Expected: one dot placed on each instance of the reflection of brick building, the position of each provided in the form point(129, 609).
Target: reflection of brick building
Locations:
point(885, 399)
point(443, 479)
....
Work order
All of the material is to be copied word for word.

Solution for this task
Expected: one dot placed on each instance of the reflection of brick building, the position of each provided in the form point(129, 609).
Target: reflection of brick building
Locations:
point(885, 399)
point(443, 479)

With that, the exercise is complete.